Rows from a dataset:
++++++++++++++++++++

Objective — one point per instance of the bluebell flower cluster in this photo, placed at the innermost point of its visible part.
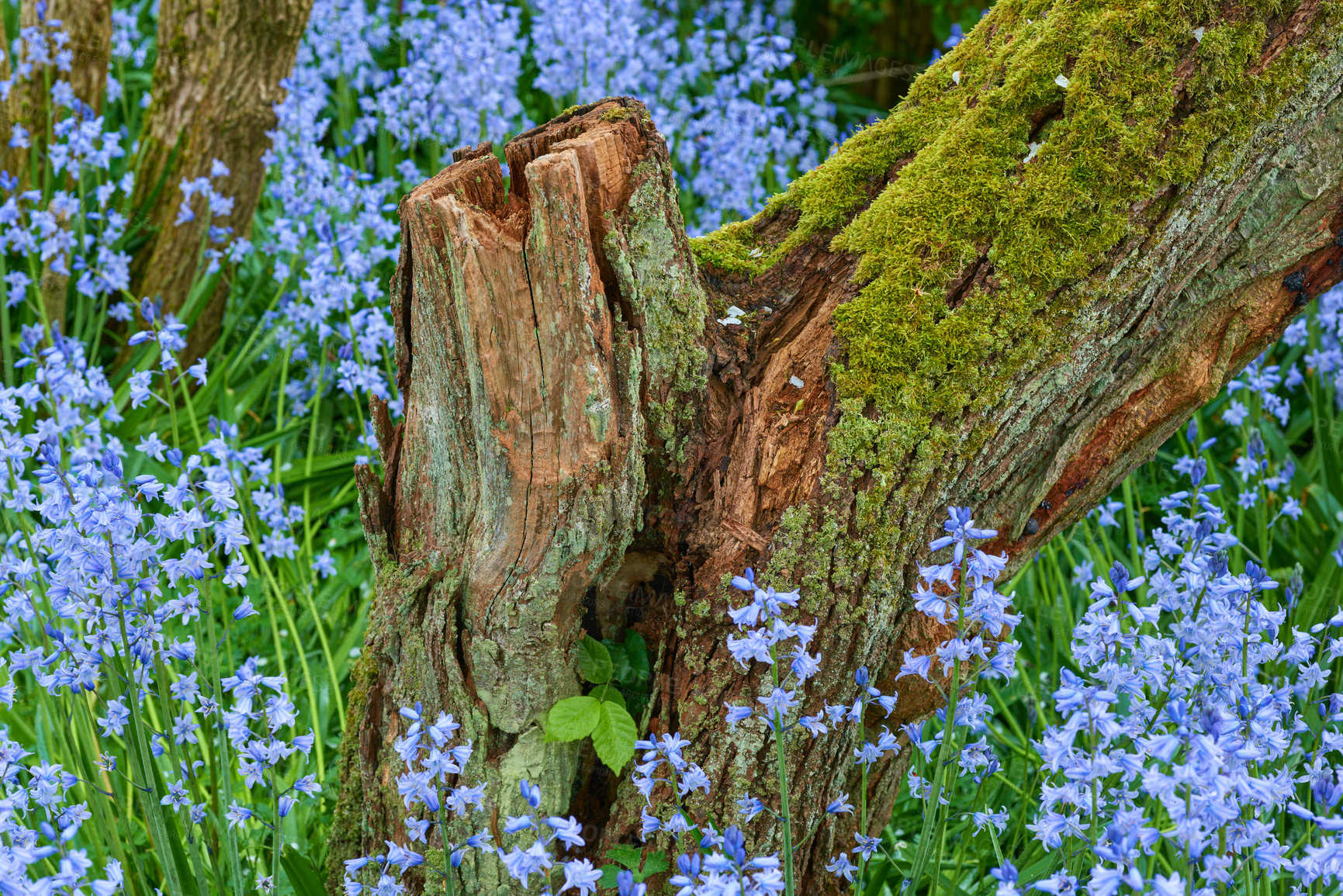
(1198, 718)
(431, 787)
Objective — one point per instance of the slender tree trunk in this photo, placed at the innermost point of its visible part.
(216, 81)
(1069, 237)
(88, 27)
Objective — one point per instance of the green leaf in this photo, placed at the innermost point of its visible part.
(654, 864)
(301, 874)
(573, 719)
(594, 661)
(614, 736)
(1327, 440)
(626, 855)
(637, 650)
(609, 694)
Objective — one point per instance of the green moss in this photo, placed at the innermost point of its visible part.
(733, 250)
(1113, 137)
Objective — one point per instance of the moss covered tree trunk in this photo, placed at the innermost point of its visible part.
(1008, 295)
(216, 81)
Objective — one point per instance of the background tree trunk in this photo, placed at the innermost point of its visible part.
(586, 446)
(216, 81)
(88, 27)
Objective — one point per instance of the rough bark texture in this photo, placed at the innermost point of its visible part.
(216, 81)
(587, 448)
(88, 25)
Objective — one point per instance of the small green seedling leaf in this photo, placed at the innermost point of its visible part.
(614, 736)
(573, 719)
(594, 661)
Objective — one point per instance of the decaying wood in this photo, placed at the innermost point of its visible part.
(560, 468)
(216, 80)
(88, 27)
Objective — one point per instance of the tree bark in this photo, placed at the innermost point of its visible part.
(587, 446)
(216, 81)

++++++++++++++++++++

Retype the data above exactly; pictures are not part of the copy.

Objective — one point per instance of the bluebell flower cluster in this photo, placed at the innermost point of its visible part.
(1198, 718)
(431, 787)
Objective — one point per instance of the slender tree trunk in this photo, placed at the innermost point of its visible part.
(216, 81)
(1069, 237)
(88, 27)
Objective — one point per instance of the green leaf in this photo, placed at the innermost point of its visible part.
(654, 864)
(301, 874)
(573, 719)
(594, 661)
(614, 736)
(1327, 440)
(626, 855)
(637, 650)
(609, 694)
Objective — one point per instance of the green moss in this photo, placed at the innermost point of its visible part.
(733, 250)
(1113, 137)
Objective — one point per instance of the moss covered tree trunk in this photo, placed at the innermost point of its visible part.
(1008, 295)
(216, 81)
Objective — one point per instance of the background tree trunk in this photo, placed at the innermost point of its visible part.
(586, 446)
(216, 81)
(88, 27)
Objective — one point per instance of the rough bark texture in this photo, placed at the innermost point of its visible part.
(216, 81)
(587, 448)
(88, 25)
Objective — one point per instance of the small green seedling leaf in this photo, placed at the innermost point of its visible part.
(614, 736)
(573, 719)
(594, 661)
Objective — one point per instance of the decaying wood in this photo, placed at the innermost point of its visible part.
(560, 468)
(216, 80)
(88, 27)
Objective — one point per instance of the tree bark in this photo, placed at the innermost point of its visible part.
(587, 446)
(216, 81)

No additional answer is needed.